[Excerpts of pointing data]
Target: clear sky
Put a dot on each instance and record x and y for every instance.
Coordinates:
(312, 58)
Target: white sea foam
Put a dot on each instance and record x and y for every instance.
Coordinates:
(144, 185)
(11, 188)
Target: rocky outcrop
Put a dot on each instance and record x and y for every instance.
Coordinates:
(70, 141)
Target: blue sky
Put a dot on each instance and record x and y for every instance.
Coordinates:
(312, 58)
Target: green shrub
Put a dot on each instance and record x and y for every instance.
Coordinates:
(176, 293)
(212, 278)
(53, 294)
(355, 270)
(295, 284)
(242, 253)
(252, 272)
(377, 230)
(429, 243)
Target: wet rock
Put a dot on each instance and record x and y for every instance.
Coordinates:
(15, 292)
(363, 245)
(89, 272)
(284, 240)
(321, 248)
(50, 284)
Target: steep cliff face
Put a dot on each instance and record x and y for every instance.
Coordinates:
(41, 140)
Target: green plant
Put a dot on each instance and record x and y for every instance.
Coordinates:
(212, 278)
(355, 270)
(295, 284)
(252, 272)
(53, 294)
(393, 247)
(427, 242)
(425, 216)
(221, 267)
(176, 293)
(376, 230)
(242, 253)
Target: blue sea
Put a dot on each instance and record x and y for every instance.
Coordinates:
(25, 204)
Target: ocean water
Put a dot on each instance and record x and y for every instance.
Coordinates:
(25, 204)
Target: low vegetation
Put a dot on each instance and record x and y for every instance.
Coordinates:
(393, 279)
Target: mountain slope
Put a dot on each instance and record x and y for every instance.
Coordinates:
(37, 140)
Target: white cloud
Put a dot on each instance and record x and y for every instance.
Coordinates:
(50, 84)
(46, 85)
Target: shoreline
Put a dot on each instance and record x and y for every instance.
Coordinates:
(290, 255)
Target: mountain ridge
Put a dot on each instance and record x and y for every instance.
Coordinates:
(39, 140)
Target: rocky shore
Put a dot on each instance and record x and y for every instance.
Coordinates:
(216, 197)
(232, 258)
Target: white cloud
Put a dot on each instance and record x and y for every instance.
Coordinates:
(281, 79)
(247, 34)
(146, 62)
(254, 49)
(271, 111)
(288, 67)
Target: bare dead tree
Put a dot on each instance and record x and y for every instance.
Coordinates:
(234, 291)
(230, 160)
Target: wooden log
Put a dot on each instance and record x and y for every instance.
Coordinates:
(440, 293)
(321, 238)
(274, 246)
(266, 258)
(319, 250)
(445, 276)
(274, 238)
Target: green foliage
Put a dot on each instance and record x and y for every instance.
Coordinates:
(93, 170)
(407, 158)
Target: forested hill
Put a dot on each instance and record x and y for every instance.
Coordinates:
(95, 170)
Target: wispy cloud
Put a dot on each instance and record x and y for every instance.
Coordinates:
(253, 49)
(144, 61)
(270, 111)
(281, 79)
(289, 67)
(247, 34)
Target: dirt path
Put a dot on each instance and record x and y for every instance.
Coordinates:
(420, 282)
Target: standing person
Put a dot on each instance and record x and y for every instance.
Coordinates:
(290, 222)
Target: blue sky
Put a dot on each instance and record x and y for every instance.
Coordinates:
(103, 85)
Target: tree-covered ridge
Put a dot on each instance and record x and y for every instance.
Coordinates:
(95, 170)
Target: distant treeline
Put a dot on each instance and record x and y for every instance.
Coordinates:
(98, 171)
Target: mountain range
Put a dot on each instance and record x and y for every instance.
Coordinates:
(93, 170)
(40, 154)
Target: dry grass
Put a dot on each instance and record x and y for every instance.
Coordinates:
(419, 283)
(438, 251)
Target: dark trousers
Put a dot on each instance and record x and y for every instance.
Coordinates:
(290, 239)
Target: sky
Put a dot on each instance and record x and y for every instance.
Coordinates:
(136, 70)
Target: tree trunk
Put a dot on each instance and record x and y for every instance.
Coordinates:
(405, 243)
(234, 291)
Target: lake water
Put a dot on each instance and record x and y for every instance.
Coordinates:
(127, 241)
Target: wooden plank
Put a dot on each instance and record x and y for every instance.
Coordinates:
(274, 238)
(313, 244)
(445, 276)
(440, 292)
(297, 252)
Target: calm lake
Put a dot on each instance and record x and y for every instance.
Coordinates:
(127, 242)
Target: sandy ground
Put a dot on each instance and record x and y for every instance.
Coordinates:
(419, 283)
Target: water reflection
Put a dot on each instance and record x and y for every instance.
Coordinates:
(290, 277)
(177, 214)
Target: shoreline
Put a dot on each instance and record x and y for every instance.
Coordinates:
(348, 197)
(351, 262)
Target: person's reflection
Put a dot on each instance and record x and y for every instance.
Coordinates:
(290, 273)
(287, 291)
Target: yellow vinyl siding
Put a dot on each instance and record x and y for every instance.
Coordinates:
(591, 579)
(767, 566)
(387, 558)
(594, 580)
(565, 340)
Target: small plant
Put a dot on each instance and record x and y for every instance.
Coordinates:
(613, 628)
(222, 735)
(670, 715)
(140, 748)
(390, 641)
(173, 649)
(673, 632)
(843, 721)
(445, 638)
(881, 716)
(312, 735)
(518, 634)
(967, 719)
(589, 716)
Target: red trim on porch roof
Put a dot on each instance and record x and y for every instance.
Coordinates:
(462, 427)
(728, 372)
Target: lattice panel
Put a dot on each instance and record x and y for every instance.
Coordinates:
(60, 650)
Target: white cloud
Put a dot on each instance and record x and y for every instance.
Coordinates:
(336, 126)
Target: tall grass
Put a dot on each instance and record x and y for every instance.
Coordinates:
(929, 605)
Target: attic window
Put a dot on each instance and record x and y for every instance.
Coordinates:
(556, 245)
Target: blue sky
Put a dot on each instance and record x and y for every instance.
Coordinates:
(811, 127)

▶ **Exercise task**:
Begin with the line that contains "Target: dark trousers" and quote each line after it exactly, stopping after the last line of the data.

▶ **The reply**:
Target: dark trousers
Put a dot on each instance and record x and y for every instance.
Coordinates:
(290, 239)
Target: sky
Put a dot on each instance and record x and y for every instance.
Coordinates:
(136, 70)
Target: tree trunk
Put a dot on each instance and record x and y for every instance.
Coordinates:
(405, 243)
(234, 291)
Target: lake water
Put a dot on each instance and record x and y for every instance.
Coordinates:
(127, 241)
Target: wooden plank
Put a dot on each instance and record x and y for every instance.
Coordinates:
(274, 238)
(313, 244)
(445, 276)
(440, 292)
(297, 252)
Target: calm lake
Put a dot on each instance and record x and y for every instance.
Coordinates:
(127, 242)
Target: sandy ground
Put a dot on each instance and record x and y for every instance.
Coordinates:
(419, 283)
Target: water reflection
Put a dot on each instance and record x and y for every instance.
Coordinates:
(290, 277)
(177, 214)
Target: shoreline
Put a dot on each instance and record x and y for every instance.
Coordinates:
(348, 197)
(351, 262)
Target: person's reflection
Put a dot on each instance and record x and y for every instance.
Coordinates:
(290, 273)
(287, 291)
Target: yellow vinyl siding
Put a dot on each instance and record x and y for every instance.
Coordinates:
(591, 579)
(767, 566)
(387, 558)
(594, 580)
(565, 340)
Target: small plant
Put a dot on each instance and record x and y for every instance.
Coordinates:
(613, 628)
(222, 735)
(670, 715)
(140, 748)
(390, 641)
(173, 649)
(673, 632)
(843, 721)
(445, 638)
(881, 716)
(312, 735)
(518, 634)
(967, 719)
(589, 716)
Target: red trim on porch roof
Put a dot on each instance and record x and y for every instance.
Coordinates:
(462, 427)
(728, 372)
Target: lattice panel
Put a dot on each instance and record x and y for every instance.
Coordinates:
(60, 650)
Target: white cloud
Put a dot on each instance and record x and y for every instance.
Coordinates:
(336, 126)
Target: tall grass
Put a dot on each instance and record x and y for every instance.
Coordinates:
(929, 605)
Target: attic window
Put a dot on each instance and record x and y for every instance.
Coordinates:
(556, 245)
Target: blue sky
Put a dot on each instance and record x and y for every instance.
Coordinates:
(811, 127)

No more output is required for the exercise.